• **Short problem**
Retype all of the entries word for word.

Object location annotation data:
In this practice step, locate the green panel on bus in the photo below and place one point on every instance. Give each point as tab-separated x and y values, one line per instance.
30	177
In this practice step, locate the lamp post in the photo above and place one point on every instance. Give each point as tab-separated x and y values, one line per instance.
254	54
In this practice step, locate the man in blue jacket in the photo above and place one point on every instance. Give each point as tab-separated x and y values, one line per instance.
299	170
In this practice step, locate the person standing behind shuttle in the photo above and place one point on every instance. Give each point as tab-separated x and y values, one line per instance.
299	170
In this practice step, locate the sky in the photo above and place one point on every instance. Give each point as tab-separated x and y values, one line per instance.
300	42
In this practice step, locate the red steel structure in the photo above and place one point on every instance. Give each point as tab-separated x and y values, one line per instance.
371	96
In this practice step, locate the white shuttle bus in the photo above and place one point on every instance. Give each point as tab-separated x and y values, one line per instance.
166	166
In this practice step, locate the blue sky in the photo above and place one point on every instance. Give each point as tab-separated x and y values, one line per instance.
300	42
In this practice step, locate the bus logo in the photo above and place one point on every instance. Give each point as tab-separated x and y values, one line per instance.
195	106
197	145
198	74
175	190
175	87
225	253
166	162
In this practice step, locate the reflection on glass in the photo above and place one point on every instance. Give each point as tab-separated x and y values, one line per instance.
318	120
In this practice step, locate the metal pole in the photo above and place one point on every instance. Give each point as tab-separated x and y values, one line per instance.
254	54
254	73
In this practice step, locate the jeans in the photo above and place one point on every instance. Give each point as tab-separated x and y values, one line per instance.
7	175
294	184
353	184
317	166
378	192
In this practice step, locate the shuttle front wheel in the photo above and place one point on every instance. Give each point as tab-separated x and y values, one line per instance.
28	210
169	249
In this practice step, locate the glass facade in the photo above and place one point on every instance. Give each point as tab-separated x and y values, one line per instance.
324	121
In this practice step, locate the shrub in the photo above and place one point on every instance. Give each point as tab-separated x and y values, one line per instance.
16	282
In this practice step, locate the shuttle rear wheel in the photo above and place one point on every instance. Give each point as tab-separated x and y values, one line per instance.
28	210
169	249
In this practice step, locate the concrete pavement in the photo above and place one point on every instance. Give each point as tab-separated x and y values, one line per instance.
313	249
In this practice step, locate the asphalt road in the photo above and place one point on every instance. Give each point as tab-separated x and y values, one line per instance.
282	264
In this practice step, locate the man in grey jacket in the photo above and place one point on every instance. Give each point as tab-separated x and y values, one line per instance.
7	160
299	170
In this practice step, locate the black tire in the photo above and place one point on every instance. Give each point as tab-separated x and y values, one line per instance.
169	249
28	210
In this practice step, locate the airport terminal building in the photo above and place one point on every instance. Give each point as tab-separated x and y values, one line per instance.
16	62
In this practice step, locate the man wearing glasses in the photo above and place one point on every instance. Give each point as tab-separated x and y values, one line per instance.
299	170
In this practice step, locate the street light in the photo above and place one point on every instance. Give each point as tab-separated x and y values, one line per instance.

• **Task response**
In this practice step, locate the green panel on bus in the photo below and place one point on every instance. Give each point as tab-separated x and y values, one line per instance.
30	177
In this practice step, locate the lamp post in the photo above and place one point on every instance. Give each point as tab-separated x and y values, one line per instance.
254	54
In this practice step, locate the man in blue jacket in the photo above and place one point on every instance. Give each point as tab-separated x and y values, one line per instance.
299	170
In this practice step, locate the person standing behind shuttle in the photo above and place one point on every instance. Give each point as tab-separated x and y values, one line per instance.
299	170
In this practice step, locate the sky in the photo above and place one point on every instance. Give each point as tab-separated x and y values, one line per instance.
300	42
In this practice step, locate the red steel structure in the photo above and place one point on every instance. Give each point as tab-separated x and y values, one line per instance.
371	96
In this practice step, locate the white shuttle bus in the photo above and place one point on every instance. Give each point as tab-separated x and y values, one line per instance.
166	166
In this practice step, locate the blue sky in the photo above and place one point on every instance. Give each point as tab-separated x and y values, one line per instance.
300	42
In this practice step, locate the bus logo in the photo above and place one point on every instance. Give each point as tab-separated x and y values, one line per instance.
195	106
197	145
198	74
175	190
175	87
225	253
166	162
In this practice step, locate the reflection on glass in the photo above and place one point on every instance. Give each point as tab-separated x and y values, one line per instance.
318	120
In this practice step, locate the metal pole in the photo above and place one point on every instance. Give each point as tab-separated x and y values, one line per instance.
254	54
254	73
In this practice step, locate the jeans in the photo above and place one point on every instance. Give each point as tab-separated x and y values, one line per instance.
7	175
294	184
353	184
317	166
378	192
In this practice step, locate the shuttle front wheel in the photo above and place one point on every instance. Give each point as tab-separated x and y values, one line per instance.
28	210
169	249
In this practice step, locate the glass facade in the photo above and place one point on every instance. Give each point as tab-separated x and y values, one line per instance.
324	121
In this practice step, locate the shrub in the photo above and place one point on every instance. Give each point as tab-separated x and y values, one line per instance.
16	282
In this practice step, locate the shuttle rear wheel in the photo above and place one point on every instance. Give each point as tab-separated x and y values, one line per instance.
28	210
169	249
In this practice step, locate the concrete pavement in the photo above and place one point on every instance. Give each point as tab-separated x and y values, one line per instance.
313	249
In this practice step, locate the asphalt road in the photo above and place one point on every instance. Give each point as tab-separated x and y values, one line per instance.
282	264
In this practice step, locate the man in grey jacket in the photo above and place one point on every instance. Give each point as tab-separated x and y values, one line per instance.
7	160
299	170
In this practice step, locate the black tire in the photo above and place one point on every instance. Give each point as tab-separated x and y values, one line per instance.
169	249
28	210
In this practice step, locate the airport terminal building in the photo above and place one point on every instance. Give each point as tab-separated x and y values, one line per instance.
16	62
In this practice step, locate the man wearing glasses in the photo above and place one point on every instance. Give each point as tab-separated x and y values, one line per instance.
299	170
In this practice step, locate the street light in the photo above and place one point on every instance. Give each point as tab-separated x and y values, one line per instance.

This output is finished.